Aim of the exercise
Starting with the line containing "of the brass" and going on through the line containing "Query: roof edge" in the records below, render those lines as a JSON list of strings, one string per line, with blank lines left out. Omit the pictures from the answer.

Given information
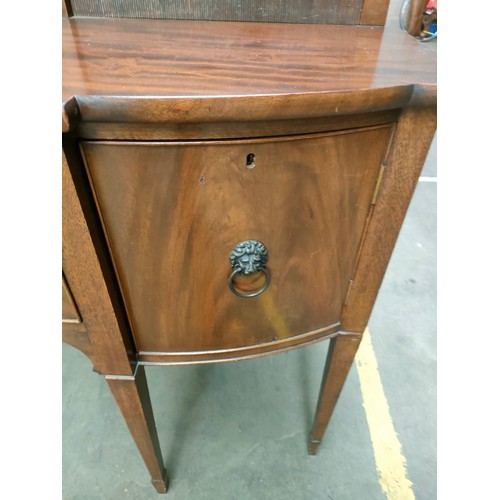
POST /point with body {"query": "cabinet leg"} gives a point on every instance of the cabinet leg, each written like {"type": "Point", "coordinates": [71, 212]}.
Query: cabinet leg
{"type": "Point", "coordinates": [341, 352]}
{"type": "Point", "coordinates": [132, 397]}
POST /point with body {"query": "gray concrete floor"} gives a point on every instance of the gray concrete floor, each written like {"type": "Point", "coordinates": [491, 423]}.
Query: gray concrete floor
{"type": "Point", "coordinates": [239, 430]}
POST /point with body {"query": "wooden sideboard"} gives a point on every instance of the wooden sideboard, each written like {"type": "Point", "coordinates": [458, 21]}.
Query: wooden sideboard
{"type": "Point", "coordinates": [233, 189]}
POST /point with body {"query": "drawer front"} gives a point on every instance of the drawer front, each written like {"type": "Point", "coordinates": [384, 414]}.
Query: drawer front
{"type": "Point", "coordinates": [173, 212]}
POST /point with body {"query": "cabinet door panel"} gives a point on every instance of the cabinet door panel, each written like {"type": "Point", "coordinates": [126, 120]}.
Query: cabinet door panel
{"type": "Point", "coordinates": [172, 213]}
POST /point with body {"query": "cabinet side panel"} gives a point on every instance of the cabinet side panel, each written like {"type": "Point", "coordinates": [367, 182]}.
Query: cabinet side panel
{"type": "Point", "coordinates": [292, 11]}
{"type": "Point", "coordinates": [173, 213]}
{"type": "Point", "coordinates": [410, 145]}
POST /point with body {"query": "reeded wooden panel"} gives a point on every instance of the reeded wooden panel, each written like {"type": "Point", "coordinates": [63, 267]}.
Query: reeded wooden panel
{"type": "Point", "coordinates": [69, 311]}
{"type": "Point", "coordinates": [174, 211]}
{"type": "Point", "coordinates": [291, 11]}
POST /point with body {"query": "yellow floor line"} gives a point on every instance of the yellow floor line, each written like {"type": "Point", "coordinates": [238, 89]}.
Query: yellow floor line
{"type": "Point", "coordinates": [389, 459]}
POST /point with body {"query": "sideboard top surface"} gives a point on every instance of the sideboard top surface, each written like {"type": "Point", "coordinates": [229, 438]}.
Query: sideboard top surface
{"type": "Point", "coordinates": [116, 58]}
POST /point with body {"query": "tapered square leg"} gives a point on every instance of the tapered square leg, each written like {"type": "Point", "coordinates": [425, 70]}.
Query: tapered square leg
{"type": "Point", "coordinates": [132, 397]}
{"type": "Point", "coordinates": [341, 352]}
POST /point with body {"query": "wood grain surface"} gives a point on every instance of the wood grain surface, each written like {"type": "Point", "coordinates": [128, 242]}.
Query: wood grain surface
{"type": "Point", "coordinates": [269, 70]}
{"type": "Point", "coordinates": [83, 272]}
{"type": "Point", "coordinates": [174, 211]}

--

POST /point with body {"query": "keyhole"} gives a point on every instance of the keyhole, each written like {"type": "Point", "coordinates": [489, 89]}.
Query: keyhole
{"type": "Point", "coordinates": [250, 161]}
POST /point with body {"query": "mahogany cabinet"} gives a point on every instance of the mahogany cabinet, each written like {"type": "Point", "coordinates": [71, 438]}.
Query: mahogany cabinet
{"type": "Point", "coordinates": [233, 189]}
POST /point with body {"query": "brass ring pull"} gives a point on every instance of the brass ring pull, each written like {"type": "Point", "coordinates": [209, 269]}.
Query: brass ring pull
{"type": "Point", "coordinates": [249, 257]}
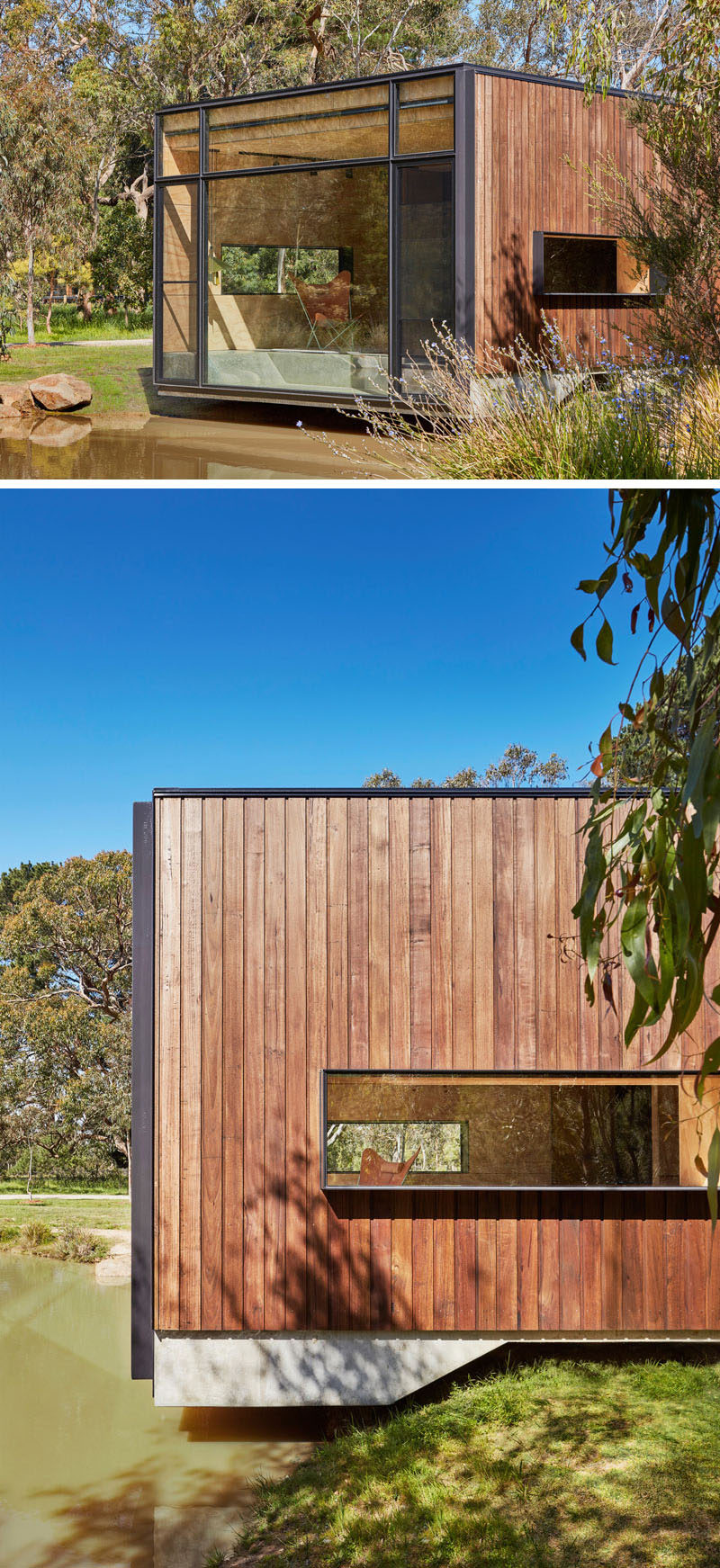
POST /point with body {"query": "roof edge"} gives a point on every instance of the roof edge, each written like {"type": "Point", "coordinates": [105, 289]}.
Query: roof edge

Response below
[
  "POST /point with body {\"query\": \"brass ring pull\"} gives a point on every instance of the brass ring pull, each written like {\"type\": \"Point\", \"coordinates\": [209, 269]}.",
  "Query: brass ring pull",
  "{\"type\": \"Point\", \"coordinates\": [249, 257]}",
  "POST /point with body {\"query\": \"roof edge\"} gives a point on every instance of the roof edge, each written like {\"type\": \"Point\", \"coordinates\": [105, 289]}.",
  "Query: roof edge"
]